(Aim) Rewrite all of the items below, replacing "gets one dot" with "receives a single dot" and changing nothing else. Leave the pictures out of your version.
— START Recorded data —
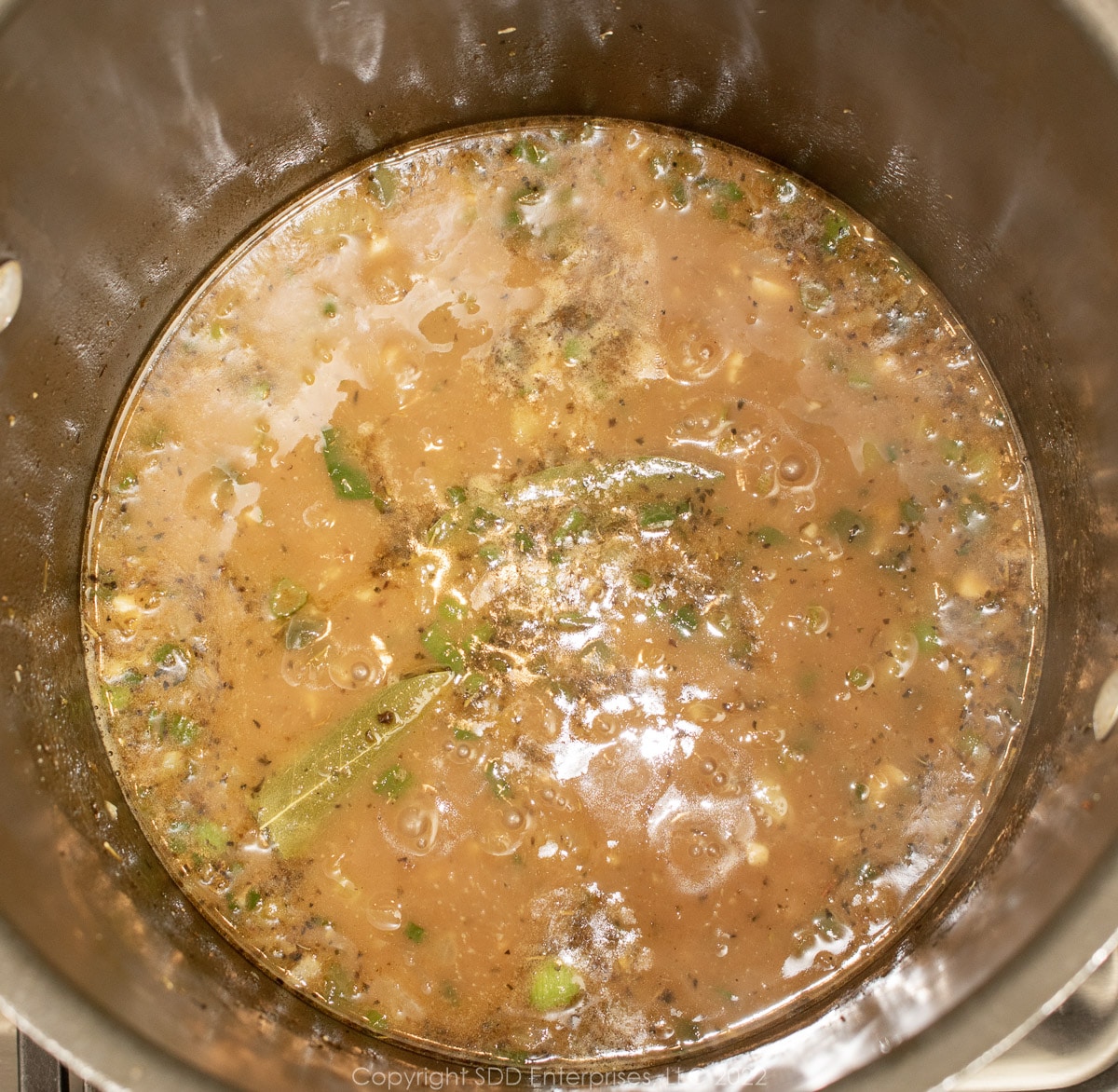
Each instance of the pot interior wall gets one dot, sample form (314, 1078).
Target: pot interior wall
(139, 140)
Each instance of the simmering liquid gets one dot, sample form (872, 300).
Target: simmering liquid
(563, 592)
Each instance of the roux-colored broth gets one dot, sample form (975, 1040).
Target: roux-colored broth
(710, 733)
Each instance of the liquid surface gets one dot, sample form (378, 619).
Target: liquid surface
(563, 593)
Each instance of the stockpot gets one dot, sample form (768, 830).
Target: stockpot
(139, 138)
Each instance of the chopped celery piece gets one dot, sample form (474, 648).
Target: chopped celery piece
(171, 662)
(927, 637)
(850, 526)
(208, 835)
(828, 925)
(293, 801)
(350, 482)
(609, 480)
(553, 987)
(526, 150)
(117, 692)
(495, 774)
(836, 228)
(442, 648)
(173, 727)
(286, 598)
(384, 184)
(305, 629)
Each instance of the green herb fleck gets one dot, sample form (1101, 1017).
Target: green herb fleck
(286, 598)
(553, 987)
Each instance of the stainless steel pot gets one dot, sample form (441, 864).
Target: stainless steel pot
(139, 138)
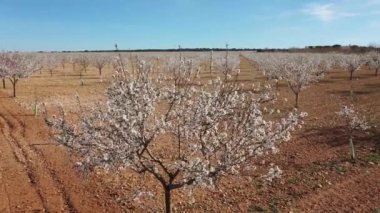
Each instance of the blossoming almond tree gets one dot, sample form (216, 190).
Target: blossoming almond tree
(299, 70)
(353, 122)
(172, 127)
(16, 66)
(351, 63)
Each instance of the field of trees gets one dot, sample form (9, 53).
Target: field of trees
(225, 131)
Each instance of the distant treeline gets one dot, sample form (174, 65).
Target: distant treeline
(325, 48)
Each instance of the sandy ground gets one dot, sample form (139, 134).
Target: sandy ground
(36, 175)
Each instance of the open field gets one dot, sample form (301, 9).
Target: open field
(36, 175)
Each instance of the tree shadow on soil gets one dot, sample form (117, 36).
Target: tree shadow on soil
(336, 136)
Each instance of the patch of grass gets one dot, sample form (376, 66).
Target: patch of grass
(373, 158)
(273, 205)
(294, 180)
(256, 209)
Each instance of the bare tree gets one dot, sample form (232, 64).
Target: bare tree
(353, 122)
(50, 63)
(100, 61)
(374, 61)
(180, 132)
(16, 66)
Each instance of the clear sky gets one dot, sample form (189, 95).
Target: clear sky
(33, 25)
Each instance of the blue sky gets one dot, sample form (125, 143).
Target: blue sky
(33, 25)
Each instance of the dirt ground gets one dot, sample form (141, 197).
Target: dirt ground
(37, 175)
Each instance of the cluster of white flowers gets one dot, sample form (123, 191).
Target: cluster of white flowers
(373, 60)
(299, 70)
(182, 132)
(351, 63)
(353, 120)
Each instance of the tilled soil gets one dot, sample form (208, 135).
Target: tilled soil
(37, 175)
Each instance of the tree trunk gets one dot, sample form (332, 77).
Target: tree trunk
(167, 199)
(352, 149)
(14, 87)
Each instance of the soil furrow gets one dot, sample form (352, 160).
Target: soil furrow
(40, 177)
(48, 167)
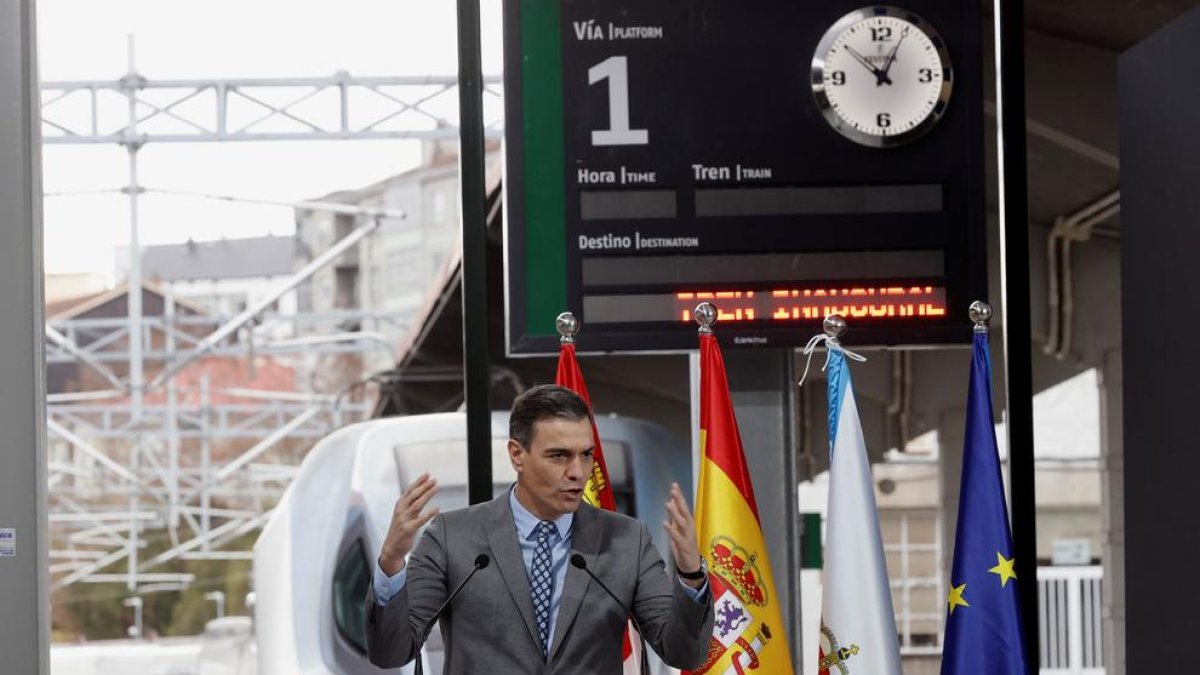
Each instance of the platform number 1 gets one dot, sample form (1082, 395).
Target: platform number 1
(616, 71)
— END Recorded data —
(Output below)
Each instance of the pot interior wall receives a single dot, sample form (314, 1078).
Target: pot interior wall
(139, 140)
Each instance of the simmering liquid receives a single dot, sample form (872, 300).
Target: simmering liquid
(563, 592)
Each instance of the roux-colored broth receives a single dot, sample form (975, 1040).
Target: roux-colored broth
(710, 733)
Each instance of the liquid surface receives a single dot, sample form (378, 619).
Target: liquid surface
(563, 593)
Each instance of the stockpot receives a single dot, sample form (768, 830).
Target: stockpot
(139, 138)
Each instance of the chopped celery piece receives a single dot, sample form (474, 648).
Target: chopped celery piece
(171, 662)
(927, 637)
(850, 526)
(208, 835)
(828, 925)
(293, 801)
(350, 482)
(609, 480)
(553, 987)
(526, 150)
(117, 692)
(495, 774)
(836, 228)
(442, 648)
(173, 727)
(286, 598)
(384, 184)
(305, 629)
Each instance of the green herb fleck receives a single dot, sample form (1101, 1017).
Target: green herb fleck
(286, 598)
(553, 987)
Each instance of the stainless steel pot receives a single dot, sample form (441, 864).
Target: stainless steel pot
(139, 138)
Each instance of the blossoming almond tree receives a single dot, sample form (216, 190).
Target: blossoming almond tree
(299, 70)
(353, 122)
(172, 127)
(16, 66)
(351, 63)
Each instance of the field of trees receives a single dot, sample form (9, 53).
Target: field of trees
(225, 131)
Each instance of the distant treeline receives a single dot, sample form (174, 65).
Target: distant treeline
(325, 48)
Each instance of the sandy ground receives a single dot, sample form (139, 134).
Target: sandy ground
(36, 175)
Each instance of the open field receives a single dot, sample form (301, 9).
Target: open field
(36, 175)
Each instance of the tree shadow on soil receives a single dot, sample form (117, 36).
Target: tree shadow on soil
(336, 136)
Each instance of the patch of grass receives a single dot, sample form (376, 66).
Target: patch of grass
(373, 158)
(273, 205)
(294, 180)
(256, 209)
Each instance of the bare tree receives a single dot, sample form (232, 64).
Target: bare tree
(353, 122)
(50, 63)
(100, 61)
(374, 61)
(180, 132)
(16, 66)
Each instance of the clear sky receives a single dot, sample form (189, 95).
Target: clear sky
(33, 25)
Each instance of the blue sky receives a single dot, sample form (125, 143).
Target: blue sky
(33, 25)
Each instance of the dirt ground receives a single dot, sample form (141, 197).
Target: dirt ground
(37, 175)
Each instance of the cluster of white flowers receives a single dot, sample form (123, 191).
Target: cluster of white flowers
(373, 60)
(299, 70)
(182, 132)
(351, 63)
(353, 120)
Each instance of the tilled soil receives a single dot, sample form (208, 135).
Target: tilled soil
(37, 175)
Each instance of the tree trunk receives a single dot, sample form (332, 77).
Target: tree trunk
(167, 199)
(352, 149)
(14, 87)
Each instance of the soil furrow receives a single dot, sample form (352, 160).
Target: soil furrow
(40, 177)
(48, 167)
Each instance of the platform number 1 receives a single dot, sample form (1082, 395).
Target: platform number 1
(616, 71)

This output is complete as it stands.